--- Start Records shown ---
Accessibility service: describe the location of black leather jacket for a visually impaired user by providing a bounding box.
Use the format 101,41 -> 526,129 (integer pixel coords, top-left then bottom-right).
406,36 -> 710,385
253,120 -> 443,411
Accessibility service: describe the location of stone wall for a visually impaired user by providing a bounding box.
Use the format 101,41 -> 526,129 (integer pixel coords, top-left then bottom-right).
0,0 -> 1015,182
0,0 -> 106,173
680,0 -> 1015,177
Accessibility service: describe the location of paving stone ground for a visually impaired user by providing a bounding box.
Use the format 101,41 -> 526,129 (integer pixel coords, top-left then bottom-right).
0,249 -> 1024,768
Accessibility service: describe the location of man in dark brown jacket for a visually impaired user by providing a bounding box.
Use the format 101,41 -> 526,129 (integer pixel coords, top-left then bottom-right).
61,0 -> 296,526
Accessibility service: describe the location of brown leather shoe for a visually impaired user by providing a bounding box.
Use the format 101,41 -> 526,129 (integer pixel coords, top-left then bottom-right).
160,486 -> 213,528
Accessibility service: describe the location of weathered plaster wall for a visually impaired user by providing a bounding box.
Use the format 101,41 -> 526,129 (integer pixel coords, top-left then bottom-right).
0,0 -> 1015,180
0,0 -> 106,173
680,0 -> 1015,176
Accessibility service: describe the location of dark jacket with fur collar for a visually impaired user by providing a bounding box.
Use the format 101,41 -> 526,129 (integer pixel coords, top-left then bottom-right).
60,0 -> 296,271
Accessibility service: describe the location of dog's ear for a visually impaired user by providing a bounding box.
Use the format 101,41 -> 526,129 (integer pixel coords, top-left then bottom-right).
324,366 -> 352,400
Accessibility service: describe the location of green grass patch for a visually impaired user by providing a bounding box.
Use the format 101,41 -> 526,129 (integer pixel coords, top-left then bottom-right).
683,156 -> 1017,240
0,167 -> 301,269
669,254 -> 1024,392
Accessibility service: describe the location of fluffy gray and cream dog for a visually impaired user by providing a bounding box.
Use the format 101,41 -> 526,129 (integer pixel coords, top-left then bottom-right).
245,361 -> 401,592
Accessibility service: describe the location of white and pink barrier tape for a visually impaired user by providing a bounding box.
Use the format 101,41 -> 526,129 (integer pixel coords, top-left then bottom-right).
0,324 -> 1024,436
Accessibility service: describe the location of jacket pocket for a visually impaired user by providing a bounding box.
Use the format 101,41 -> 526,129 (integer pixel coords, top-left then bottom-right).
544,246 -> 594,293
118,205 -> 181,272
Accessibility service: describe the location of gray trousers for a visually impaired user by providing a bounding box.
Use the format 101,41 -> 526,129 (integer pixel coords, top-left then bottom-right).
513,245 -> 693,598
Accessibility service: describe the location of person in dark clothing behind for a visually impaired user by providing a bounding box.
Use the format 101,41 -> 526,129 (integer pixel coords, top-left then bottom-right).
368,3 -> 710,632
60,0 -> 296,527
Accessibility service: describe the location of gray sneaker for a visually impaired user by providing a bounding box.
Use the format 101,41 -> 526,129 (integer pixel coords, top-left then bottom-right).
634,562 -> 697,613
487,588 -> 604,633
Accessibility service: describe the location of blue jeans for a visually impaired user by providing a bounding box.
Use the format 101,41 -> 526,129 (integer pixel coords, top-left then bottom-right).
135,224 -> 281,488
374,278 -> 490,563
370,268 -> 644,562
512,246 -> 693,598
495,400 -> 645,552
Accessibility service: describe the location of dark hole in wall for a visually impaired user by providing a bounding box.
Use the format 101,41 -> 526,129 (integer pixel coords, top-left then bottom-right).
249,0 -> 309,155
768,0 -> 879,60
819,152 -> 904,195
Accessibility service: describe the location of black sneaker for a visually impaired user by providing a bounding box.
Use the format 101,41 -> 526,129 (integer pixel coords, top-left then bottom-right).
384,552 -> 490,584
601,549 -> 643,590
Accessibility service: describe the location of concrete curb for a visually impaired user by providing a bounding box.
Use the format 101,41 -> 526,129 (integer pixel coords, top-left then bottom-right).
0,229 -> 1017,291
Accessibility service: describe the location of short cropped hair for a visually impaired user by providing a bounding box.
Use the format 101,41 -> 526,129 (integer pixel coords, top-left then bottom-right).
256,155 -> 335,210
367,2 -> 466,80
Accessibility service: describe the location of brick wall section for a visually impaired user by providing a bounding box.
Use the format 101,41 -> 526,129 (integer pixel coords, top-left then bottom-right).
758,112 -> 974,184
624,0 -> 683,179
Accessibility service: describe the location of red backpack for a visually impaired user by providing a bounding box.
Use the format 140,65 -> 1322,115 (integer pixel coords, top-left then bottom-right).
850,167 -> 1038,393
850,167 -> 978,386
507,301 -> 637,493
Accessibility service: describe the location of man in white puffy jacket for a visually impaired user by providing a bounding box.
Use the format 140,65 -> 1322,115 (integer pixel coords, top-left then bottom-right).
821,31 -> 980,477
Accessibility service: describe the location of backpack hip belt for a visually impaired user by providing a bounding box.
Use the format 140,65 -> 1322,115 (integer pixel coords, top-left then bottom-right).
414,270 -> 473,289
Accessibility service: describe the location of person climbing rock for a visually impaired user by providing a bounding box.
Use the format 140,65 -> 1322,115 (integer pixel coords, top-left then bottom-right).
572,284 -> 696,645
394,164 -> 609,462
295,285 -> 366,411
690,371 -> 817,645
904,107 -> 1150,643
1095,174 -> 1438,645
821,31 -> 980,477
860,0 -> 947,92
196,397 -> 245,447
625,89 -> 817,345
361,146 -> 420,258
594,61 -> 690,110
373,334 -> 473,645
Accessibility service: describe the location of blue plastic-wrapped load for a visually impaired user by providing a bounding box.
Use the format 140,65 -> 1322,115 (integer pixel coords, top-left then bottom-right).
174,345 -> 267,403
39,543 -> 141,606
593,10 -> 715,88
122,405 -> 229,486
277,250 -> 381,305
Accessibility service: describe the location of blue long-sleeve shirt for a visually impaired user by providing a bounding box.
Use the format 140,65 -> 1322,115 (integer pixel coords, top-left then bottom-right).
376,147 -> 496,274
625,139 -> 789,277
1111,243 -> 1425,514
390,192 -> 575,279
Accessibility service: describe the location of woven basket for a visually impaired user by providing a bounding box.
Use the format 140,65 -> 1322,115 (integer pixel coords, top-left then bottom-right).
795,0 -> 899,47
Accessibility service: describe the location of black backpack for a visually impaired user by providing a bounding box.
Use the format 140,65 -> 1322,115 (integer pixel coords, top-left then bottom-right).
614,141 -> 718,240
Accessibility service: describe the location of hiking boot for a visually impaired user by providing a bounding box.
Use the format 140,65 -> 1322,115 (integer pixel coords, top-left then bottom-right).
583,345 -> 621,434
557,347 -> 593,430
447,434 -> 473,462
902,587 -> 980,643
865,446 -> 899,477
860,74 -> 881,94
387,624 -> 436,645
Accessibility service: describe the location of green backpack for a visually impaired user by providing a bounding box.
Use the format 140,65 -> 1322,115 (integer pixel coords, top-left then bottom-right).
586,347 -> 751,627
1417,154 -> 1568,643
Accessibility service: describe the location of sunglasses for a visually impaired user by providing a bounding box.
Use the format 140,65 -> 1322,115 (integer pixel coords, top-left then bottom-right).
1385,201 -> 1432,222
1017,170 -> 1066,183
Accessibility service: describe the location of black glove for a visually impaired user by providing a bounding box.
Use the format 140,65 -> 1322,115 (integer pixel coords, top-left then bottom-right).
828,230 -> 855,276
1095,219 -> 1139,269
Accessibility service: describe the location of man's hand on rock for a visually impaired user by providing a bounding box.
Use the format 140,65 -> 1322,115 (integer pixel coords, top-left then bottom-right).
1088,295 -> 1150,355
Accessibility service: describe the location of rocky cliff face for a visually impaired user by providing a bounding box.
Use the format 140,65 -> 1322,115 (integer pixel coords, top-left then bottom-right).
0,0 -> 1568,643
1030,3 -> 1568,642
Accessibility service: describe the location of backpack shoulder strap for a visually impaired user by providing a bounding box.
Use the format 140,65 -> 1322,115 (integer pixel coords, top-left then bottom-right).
--- End Records shown ---
* [Aim of the exercise] Rewrite the records from the line with "Accessibility service: describe the location of dog's" up to and including the line with "669,254 -> 1024,392", changing "green grass patch" to "patch of green grass" and keeping everything else the same. Give back only those lines.

* [Worked answer]
Accessibility service: describe the location of dog's ear for a visually impaired user by providing a bounding box.
Use the format 101,41 -> 526,129 (integer pixel coords, top-left then bottom-right).
324,366 -> 352,400
Accessibility service: describe the location of patch of green grass for a visually impaired user by providing a bounding box.
Use the format 101,41 -> 526,129 (integer pixel coords, top-left then bottom-right).
683,156 -> 1017,240
0,167 -> 301,269
669,254 -> 1024,392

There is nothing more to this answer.